_Provided text_
========

QUESTION 1: Where do our preferences come from?
This is a question frequently asked in virtually every session, particularly if the consultant fails to deal with it during the formal presentation. Schools of developmental psychology fall into camps with one of two operating premises: nature or nurture. Those who hold to the former see genetics as the factor responsible for human characteristics. Those who hold to the latter see environment as the factor responsible. Those who hold to the validity of type theory are found in each camp. That distinction is complicated by the fact that Jungians can also be found in either camp. As I read Jung, however, it becomes clear that Jung himself ascribed our traits to genetics. In other words, according to Jung, we are born with our preferences. But while type theory begins with Jung, there is not a perfect congruence. Clearly, our preferences are also shaped, molded, reinforced, or restricted by our environment: friends, family, religious training, jobs, etc. Type, then, for me is a reflection of both nature and nurture. Both play a role in who we see ourselves to be and what we prefer.
QUESTION 2: I've heard some people talk about "True Type." How does that differ from my "Myers-Briggs Type"?
The distinction being raised is an important one to be made in any presentation. In short, the four letters a client receives may or may not be the person's "true type." The client must be the one to make that decision. The theory holds that each of us has a "true type." Whether or not the MBTI reflects that type at any one taking is, to a certain extent, up for grabs, depending on the circumstances, frame of mind, and "honesty" of the person taking the indicator.
There are several reasons why individuals may misreport themselves. Perhaps they find themselves in jobs where a certain style of behavior is expected and maybe even rewarded. Perhaps they have heard just enough about the MBTI from others to believe that a certain type is "better" for a job than others. For example, I once taught a graduate education class for about thirty teachers, all of whom were aspiring candidates for jobs as guidance counselors. As part of the program they all completed the MBTI. One of the individuals obtained access to a set of scoring keys and scored her answer sheet herself and discovered she had picked INTP. Having heard, somewhere, that the typical type for high school guidance directors was ESFJ, she went back and redid her answers, erasing almost every one, so that she would come out ESFJ when I tallied her responses. A simple, but not infrequent, misunderstanding of how the results might be used had caused this problem.

========

_Raw data_
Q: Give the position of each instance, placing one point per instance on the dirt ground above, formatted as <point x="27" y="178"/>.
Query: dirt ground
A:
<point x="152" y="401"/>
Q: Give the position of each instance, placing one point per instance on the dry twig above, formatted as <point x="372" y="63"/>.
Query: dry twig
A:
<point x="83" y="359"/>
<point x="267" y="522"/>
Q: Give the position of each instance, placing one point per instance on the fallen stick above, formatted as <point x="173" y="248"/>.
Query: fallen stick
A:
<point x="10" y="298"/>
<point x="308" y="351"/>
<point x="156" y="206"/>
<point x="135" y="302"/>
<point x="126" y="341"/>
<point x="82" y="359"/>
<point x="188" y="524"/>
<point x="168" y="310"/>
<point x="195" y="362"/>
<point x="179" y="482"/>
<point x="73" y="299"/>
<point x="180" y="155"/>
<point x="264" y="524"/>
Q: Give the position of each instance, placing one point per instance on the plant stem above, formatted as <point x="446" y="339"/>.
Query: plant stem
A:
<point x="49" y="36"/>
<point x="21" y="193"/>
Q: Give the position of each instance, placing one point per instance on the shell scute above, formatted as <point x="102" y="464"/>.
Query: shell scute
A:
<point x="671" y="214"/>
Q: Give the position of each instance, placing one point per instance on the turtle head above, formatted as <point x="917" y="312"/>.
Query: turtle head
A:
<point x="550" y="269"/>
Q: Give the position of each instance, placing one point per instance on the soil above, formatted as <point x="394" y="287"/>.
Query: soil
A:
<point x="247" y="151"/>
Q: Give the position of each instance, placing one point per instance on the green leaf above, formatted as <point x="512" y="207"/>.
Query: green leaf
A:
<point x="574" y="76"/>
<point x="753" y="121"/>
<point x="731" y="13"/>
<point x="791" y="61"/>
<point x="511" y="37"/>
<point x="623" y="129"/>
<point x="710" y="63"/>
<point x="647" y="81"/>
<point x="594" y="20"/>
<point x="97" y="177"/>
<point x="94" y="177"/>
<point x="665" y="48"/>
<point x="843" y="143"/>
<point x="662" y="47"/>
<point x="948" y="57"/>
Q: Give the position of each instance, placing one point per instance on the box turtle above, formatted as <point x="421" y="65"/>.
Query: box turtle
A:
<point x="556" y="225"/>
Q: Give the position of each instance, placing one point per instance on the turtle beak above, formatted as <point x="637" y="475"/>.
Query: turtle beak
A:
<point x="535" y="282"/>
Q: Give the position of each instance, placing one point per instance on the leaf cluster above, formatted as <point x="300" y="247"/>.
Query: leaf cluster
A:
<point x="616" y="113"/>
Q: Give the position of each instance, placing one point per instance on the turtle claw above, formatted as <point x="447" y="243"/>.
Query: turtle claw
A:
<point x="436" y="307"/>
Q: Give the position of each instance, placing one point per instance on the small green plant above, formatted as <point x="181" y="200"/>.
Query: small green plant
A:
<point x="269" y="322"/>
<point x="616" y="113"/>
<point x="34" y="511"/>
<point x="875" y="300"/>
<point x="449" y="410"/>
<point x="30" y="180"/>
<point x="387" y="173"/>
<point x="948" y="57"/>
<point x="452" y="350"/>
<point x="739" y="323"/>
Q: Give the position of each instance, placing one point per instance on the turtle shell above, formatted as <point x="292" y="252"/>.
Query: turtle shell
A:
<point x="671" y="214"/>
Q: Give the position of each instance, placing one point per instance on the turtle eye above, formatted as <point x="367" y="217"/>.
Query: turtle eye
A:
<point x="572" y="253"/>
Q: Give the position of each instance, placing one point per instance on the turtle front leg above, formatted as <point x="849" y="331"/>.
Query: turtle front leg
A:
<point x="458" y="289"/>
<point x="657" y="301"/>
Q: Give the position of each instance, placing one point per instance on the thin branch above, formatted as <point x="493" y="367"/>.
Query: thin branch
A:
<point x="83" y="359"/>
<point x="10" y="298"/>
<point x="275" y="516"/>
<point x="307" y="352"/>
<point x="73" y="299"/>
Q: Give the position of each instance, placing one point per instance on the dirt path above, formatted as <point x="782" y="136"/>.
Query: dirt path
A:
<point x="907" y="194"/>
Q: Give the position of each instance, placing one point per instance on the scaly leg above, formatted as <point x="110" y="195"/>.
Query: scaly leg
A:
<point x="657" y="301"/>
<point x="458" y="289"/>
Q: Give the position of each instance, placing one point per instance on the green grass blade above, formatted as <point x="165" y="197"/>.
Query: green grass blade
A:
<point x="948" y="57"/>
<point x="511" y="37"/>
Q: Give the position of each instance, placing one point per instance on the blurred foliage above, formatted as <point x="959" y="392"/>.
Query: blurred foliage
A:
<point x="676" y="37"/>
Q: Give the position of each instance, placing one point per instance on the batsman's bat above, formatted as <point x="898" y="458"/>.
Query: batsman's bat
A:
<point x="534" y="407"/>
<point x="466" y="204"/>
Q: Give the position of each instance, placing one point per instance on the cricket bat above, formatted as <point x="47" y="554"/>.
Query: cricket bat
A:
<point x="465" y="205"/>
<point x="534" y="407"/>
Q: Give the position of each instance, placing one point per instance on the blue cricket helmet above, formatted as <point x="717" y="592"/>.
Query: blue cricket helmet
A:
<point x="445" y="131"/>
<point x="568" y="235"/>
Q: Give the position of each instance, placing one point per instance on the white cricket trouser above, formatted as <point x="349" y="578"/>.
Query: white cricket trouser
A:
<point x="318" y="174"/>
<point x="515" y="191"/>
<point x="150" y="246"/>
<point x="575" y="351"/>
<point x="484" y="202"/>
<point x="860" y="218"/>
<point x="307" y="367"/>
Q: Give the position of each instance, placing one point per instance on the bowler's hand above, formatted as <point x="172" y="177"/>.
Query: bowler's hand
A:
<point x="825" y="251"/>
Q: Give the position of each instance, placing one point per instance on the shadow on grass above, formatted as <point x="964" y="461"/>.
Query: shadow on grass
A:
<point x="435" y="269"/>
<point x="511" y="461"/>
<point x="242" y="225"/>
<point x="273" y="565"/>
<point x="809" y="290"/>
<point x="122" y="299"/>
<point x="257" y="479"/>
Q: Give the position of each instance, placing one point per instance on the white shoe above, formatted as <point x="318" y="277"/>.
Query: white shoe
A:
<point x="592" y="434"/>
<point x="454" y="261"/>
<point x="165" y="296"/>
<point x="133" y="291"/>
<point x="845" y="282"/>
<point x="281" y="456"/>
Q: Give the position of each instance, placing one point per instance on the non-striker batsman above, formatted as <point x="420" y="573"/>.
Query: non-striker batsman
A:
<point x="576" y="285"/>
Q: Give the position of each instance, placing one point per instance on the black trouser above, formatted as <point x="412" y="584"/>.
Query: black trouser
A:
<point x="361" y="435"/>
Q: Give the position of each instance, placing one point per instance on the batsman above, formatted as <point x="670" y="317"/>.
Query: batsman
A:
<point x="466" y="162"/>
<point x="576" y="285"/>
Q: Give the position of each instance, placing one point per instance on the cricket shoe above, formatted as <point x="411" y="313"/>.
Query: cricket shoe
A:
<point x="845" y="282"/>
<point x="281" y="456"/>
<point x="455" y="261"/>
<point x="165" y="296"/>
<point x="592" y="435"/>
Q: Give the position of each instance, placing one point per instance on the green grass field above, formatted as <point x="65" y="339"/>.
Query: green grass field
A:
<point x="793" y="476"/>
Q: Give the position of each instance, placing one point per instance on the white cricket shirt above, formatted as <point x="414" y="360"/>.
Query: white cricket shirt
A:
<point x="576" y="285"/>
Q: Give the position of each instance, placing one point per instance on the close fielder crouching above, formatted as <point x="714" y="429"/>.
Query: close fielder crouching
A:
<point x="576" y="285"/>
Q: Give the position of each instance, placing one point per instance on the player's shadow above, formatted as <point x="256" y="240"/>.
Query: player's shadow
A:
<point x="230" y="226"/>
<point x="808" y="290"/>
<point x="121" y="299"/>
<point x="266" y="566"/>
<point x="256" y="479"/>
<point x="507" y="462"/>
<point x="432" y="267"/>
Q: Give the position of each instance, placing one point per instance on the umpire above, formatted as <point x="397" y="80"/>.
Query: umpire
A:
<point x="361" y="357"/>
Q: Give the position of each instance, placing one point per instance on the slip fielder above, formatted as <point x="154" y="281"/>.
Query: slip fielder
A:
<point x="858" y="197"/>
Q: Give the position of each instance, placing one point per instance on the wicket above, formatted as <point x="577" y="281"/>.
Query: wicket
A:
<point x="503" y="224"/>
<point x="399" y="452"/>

========

_Exercises_
(a) Quote the passage on type theory from "The distinction being" up to and including "taking the indicator.".
(b) In the passage on type theory, which type did the aspiring guidance counselor try to come out as when she redid her answers?
The items can be set aside; they aren't needed here.

_Task solutions_
(a)
The distinction being raised is an important one to be made in any presentation. In short, the four letters a client receives may or may not be the person's "true type." The client must be the one to make that decision. The theory holds that each of us has a "true type." Whether or not the MBTI reflects that type at any one taking is, to a certain extent, up for grabs, depending on the circumstances, frame of mind, and "honesty" of the person taking the indicator.

(b) She tried to come out as ESFJ.